REQUIRED WORK:
Copy the entire listing, down to the final line, exactly.

EXERCISE INPUT:
══════════════════════════════

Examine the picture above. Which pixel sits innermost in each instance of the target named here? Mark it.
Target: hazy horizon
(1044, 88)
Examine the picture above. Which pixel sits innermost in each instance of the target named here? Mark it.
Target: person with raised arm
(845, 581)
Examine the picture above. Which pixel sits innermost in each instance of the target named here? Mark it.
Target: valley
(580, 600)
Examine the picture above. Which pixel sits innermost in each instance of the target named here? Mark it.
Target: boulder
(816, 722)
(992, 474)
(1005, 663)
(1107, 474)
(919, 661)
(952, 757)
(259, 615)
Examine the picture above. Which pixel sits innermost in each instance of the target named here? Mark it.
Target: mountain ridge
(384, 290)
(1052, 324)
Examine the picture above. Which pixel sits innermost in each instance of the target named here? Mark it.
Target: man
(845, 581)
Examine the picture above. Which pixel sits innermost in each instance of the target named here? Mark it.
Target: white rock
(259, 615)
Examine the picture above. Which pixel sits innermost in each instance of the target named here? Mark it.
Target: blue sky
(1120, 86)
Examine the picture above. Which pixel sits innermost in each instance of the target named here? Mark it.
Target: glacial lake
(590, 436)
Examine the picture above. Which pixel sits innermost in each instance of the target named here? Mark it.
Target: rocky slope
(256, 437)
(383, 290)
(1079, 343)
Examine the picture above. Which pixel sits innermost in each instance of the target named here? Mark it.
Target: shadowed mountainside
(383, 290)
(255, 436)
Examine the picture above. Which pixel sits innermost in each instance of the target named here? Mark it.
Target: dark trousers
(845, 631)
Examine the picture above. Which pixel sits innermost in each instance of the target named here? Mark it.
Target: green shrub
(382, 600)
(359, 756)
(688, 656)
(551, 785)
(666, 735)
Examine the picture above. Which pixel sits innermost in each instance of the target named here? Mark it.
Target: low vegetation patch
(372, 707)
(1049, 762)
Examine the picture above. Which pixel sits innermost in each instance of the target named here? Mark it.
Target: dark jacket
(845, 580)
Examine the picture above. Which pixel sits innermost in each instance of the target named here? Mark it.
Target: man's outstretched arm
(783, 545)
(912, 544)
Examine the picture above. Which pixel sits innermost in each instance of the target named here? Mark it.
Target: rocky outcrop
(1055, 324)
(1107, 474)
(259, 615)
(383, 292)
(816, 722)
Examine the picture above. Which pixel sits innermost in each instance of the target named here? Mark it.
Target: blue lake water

══════════════════════════════

RESULT OF THE EXERCISE:
Examine the picture above. Which pixel sits innermost in each instance of the target named here? Mark it.
Target: hazy horizon
(1044, 88)
Examine the picture above. Which pixel sits innermost in each instance of the target named here? Mark it.
Target: person with raised arm
(845, 581)
Examine the picture above. Which pixel sits innermost in each instance of the target named here? Mark it.
Target: valley
(580, 600)
Examine the picture above. Which pixel sits innermost in each instance of the target named here? Mark it.
Target: boulder
(816, 722)
(992, 474)
(1005, 663)
(1107, 474)
(919, 661)
(952, 757)
(259, 615)
Examine the picture above. Which pixel sits innermost in each instance of the target named here? Mark it.
Target: mountain ridge
(384, 290)
(1052, 324)
Examine the picture above. Which pixel sits innermost in each instance of the target named here? Mark it.
Target: man
(845, 581)
Examine the picture above. Which pixel sits innermost in each instance of the target named here? Mark it.
Target: white rock
(259, 615)
Examine the picture above. Which pixel sits innermost in each instance of the target named here? Mark it.
Target: blue sky
(1120, 86)
Examine the picture above. Which pixel sits innermost in each instance of the target named here? Mark it.
Target: glacial lake
(590, 436)
Examine the picture above. Which pixel sits innermost in each instance of the target named here? Mark it.
Target: rocky slope
(256, 437)
(383, 290)
(1079, 343)
Examine the picture above. Which pixel sits innermost in each instance of the target named here? Mark it.
Target: shadowed mountainside
(383, 290)
(255, 436)
Examine the picture above. Which pixel sits innermost in each instance of the target named here? Mark it.
Target: dark trousers
(845, 631)
Examine the picture above. Which pixel sits innermost in each instance of the target named here? Mark it.
Target: green shrub
(382, 600)
(359, 756)
(688, 656)
(551, 785)
(666, 735)
Examine the picture above. Which pixel sits innermost in each instance of the target named here? Mark it.
Target: low vegetation patch
(372, 707)
(1049, 762)
Examine the picture above. Which pixel sits innermost in each instance of the target named here? Mark it.
Target: dark jacket
(845, 580)
Examine the picture above. Which pixel sits innermost in each instance of the target named here? Mark it.
Target: man's outstretched arm
(783, 545)
(912, 544)
Examine the picture above. Which pixel sits innermost in each instance of the target named here? Mark it.
Target: rocky outcrop
(1055, 324)
(1107, 474)
(259, 615)
(383, 292)
(816, 722)
Examine the picture above. Which pixel sits innermost in each instance of the target named here? Mark it.
Target: blue lake water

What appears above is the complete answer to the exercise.